### [Page text]
[Start of Attachment]
It may be a struggle to convince the public to take advantage of the government’s vaccination program following the Dengvaxia debate in November 2017, when the Department of Health suspended the school-based vaccination program after the controversy that at least 600 people, mostly children, died after obtaining a single dose of the Dengue vaccine, although not necessarily caused by the vaccine itself. Soon after, the Philippines have fallen to 70th place in countries’ confidence levels in vaccines. In fact, a poll conducted by Pulse Asia saw less than one third of the population are willing recipients of the Covid-19 vaccine.

But whether we believe it or not, the economy will expect a lot of promise only after a more comprehensive vaccination program is put in place as the government aims to vaccinate 70% of the Filipino population by the end of 2021, providing for ample herd immunity to reverse the risks for the remaining 30% who may refuse to be vaccinated. With a minimum faith and slow roll-out of the vaccines, President Rodrigo Duterte has expressed intent on spending almost 4.67 trillion pesos this year in order to drive growth, which would be over 400 billion more than in 2020. The World Bank has forecasted a 5.9% GDP growth rate in 2021 for the Philippines, which would be below 2019 levels.

The role of quick financing

Covid-19 has been reported to strongly affect 68% of SMEs in the Philippines, with only 13.4% slightly affected or not affected at all, while larger firms are more able to adapt to lockdown laws. Bigger supermarkets and groceries, for instance, remained open (it being an essential both for the population and economy) while traders operating in a smaller scale have either temporarily closed or filed for bankruptcy. Furthermore, bigger firms with significant cash reserves and those with strong credit ratings were more able to adapt business models that enabled them to sustain their business despite the limitations and changing restrictions. This is a contributing factor to the contraction of the Philippine economy, which relies on the activity of sole proprietors.
[End of Attachment]
### [Data shown]
[Start of Attachment]
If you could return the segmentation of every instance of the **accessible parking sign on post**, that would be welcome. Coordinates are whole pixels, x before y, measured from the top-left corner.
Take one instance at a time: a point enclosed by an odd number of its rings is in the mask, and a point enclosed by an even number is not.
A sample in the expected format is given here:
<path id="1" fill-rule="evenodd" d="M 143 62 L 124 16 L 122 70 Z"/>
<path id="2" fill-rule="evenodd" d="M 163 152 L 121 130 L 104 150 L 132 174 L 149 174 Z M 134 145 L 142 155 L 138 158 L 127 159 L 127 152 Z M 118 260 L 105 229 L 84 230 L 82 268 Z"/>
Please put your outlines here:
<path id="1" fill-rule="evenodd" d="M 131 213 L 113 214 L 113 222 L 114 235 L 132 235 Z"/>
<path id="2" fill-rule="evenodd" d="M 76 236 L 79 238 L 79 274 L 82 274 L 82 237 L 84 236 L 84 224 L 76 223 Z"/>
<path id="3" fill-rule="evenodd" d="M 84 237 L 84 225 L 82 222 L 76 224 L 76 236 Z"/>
[End of Attachment]
### [Using the information]
1/ Answer these questions using the passage on the Philippine economy and Covid-19 vaccination:
(a) What place did the Philippines fall to in countries' confidence levels in vaccines?
(b) What share of the Filipino population does the government aim to vaccinate by the end of 2021?
(c) What share of SMEs in the Philippines has Covid-19 been reported to strongly affect?
2/ List every percentage figure given in the passage on the Philippine economy and Covid-19 vaccination.
3/ Pick up the passage on the Philippine economy and Covid-19 vaccination after its last sentence and continue it.
The records were taken from a separate source.

### [Exercise answers]
1/
(a) 70th place
(b) 70%
(c) 68%

2/ 70%, 30%, 5.9%, 68%, 13.4%

3/
Another factor in the contracting Philippine economy is the limited credit supply. Carmen Reinhart, World Bank’s Vice President, has warned that a credit crunch is looming in the horizon. It is inevitable that when credit is in short supply from banks, businesses turn to alternative loan sources. One successful and popular method in the US, Europe, and Australia is quick-financing business loans.

Quick financing (also billed as alternative lending) is an automated way of lending money to SMEs. With automated scanning and quick interpretation of data, results can be produced in a matter of days, making credit scores, business plans, and lengthy meetings unnecessary. The Philippines is yet to embrace this alternative type of loan source.

Oracle’s Digital Demand studied over 5,000 consumers from multiple countries and found over 40% believed that non-banks are better equipped to assist SMEs with their monetary requirements. Alternative lenders, like quick-financing business loans, are predicted to play an increasingly influential role in the Philippines due to SMEs’ lack of access to traditional forms of credit.

However, a recent study examining 480 SMEs in Manila and Calabarzon showed that 40% of companies were lacking access to finance informal credit markets, proving there isn’t even a plan B for many businesses. This fact does not only hinder small businesses’ ability to pay their employees, but also limits their capacity for technological adaptation and advancement.

A seamless balance of quick-financing business loans and a capacity to quickly adapt to technological solutions this 2021 will provide better access to credit for SMEs and other start-up businesses and will pave the way, economists believe, for the recovery of the country’s economy. By offering innovative solutions to non-IT firms and accruing foreign investment, SMEs will continue to steer the economy to better this year—despite a time of unprecedented uncertainty—something that all Filipinos truly deserve.